▸ Written problem A
Transcribe the passage of the WMS article from "Speaking with vendors" to "growth beyond tomorrow.".

::: Text to read :::

Three mistakes small warehouses make when selecting WMS

Speaking with vendors about a robust WMS for your small warehouse can be intimidating. Presentations get flashy and promise gains that are out of this world, but your needs are stuck firmly on the floor. In all the homework and reading you do, things tend to blend together, and it can be difficult to make sure you understand the nuances of offers and tools.

We’ve put together three different kinds of questions and considerations to help you take a moment and think about your WMS on a practical level for today, plus a strategic level for growth beyond tomorrow.

Is the ROI calculation right for you?

One of the hardest tasks for a small warehouse to get right is understanding the ROI calculations you need to use during the selection, implementation, and usage phases. Don’t feel too bad though; it’s also one of the hardest things for large companies to do too.

Start by creating metrics for your existing operations. How long does it take to process an order, fill it, reorder inventory, and have everything you need to keep your warehouse clean and ready to serve your business?

Find the right WMS for your small warehouse with this comprehensive WMS selection checklist

Get your numbers together ahead of time, so you know what you can measure with real data and ask about these elements during your RFP and selection process. Seek a vendor and WMS that directly addresses the areas you want to improve.

A best practice for vendors responding to an RFP is to highlight tangible benefits as well as those more difficult to quantify during the selection process. Look for stats around improve customer service, different types of efficiency gains, employee satisfaction improvements, and more.

:::

▸ Written problem B
Repeat word for word the lines of the entries from the line with "Grounding request — find the green grass" to the line with "xmin=255 ymin=173 xmax=302 ymax=254", both included.

::: Source records :::

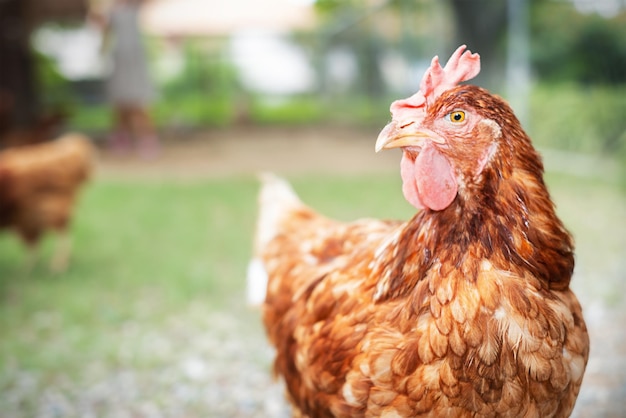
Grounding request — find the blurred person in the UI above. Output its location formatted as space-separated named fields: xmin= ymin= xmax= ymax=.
xmin=96 ymin=0 xmax=160 ymax=158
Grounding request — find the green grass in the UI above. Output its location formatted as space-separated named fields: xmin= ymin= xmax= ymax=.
xmin=0 ymin=169 xmax=626 ymax=376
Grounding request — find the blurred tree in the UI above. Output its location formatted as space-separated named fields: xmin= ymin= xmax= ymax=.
xmin=531 ymin=1 xmax=626 ymax=84
xmin=0 ymin=0 xmax=38 ymax=135
xmin=442 ymin=0 xmax=507 ymax=90
xmin=0 ymin=0 xmax=87 ymax=142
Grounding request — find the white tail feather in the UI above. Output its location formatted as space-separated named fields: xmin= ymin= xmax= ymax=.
xmin=247 ymin=173 xmax=302 ymax=306
xmin=255 ymin=173 xmax=302 ymax=254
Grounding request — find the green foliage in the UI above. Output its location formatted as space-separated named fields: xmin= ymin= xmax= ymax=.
xmin=531 ymin=2 xmax=626 ymax=84
xmin=529 ymin=84 xmax=626 ymax=161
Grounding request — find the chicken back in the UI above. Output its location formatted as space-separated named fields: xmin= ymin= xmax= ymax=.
xmin=249 ymin=47 xmax=589 ymax=417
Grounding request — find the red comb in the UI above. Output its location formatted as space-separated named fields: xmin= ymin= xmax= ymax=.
xmin=390 ymin=45 xmax=480 ymax=124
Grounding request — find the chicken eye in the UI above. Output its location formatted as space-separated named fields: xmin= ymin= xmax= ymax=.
xmin=446 ymin=110 xmax=465 ymax=123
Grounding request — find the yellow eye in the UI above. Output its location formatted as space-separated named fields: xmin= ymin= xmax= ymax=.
xmin=446 ymin=110 xmax=465 ymax=123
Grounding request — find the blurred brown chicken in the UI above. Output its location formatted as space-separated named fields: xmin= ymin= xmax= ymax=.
xmin=249 ymin=47 xmax=589 ymax=417
xmin=0 ymin=134 xmax=92 ymax=271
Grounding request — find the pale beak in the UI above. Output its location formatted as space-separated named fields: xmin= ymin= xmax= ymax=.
xmin=375 ymin=122 xmax=443 ymax=152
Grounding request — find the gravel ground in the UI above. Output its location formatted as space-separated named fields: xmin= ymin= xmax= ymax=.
xmin=0 ymin=130 xmax=626 ymax=418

:::

▸ Full solution A
Speaking with vendors about a robust WMS for your small warehouse can be intimidating. Presentations get flashy and promise gains that are out of this world, but your needs are stuck firmly on the floor. In all the homework and reading you do, things tend to blend together, and it can be difficult to make sure you understand the nuances of offers and tools.

We’ve put together three different kinds of questions and considerations to help you take a moment and think about your WMS on a practical level for today, plus a strategic level for growth beyond tomorrow.

▸ Full solution B
Grounding request — find the green grass in the UI above. Output its location formatted as space-separated named fields: xmin= ymin= xmax= ymax=.
xmin=0 ymin=169 xmax=626 ymax=376
Grounding request — find the blurred tree in the UI above. Output its location formatted as space-separated named fields: xmin= ymin= xmax= ymax=.
xmin=531 ymin=1 xmax=626 ymax=84
xmin=0 ymin=0 xmax=38 ymax=135
xmin=442 ymin=0 xmax=507 ymax=90
xmin=0 ymin=0 xmax=87 ymax=142
Grounding request — find the white tail feather in the UI above. Output its location formatted as space-separated named fields: xmin= ymin= xmax= ymax=.
xmin=247 ymin=173 xmax=302 ymax=306
xmin=255 ymin=173 xmax=302 ymax=254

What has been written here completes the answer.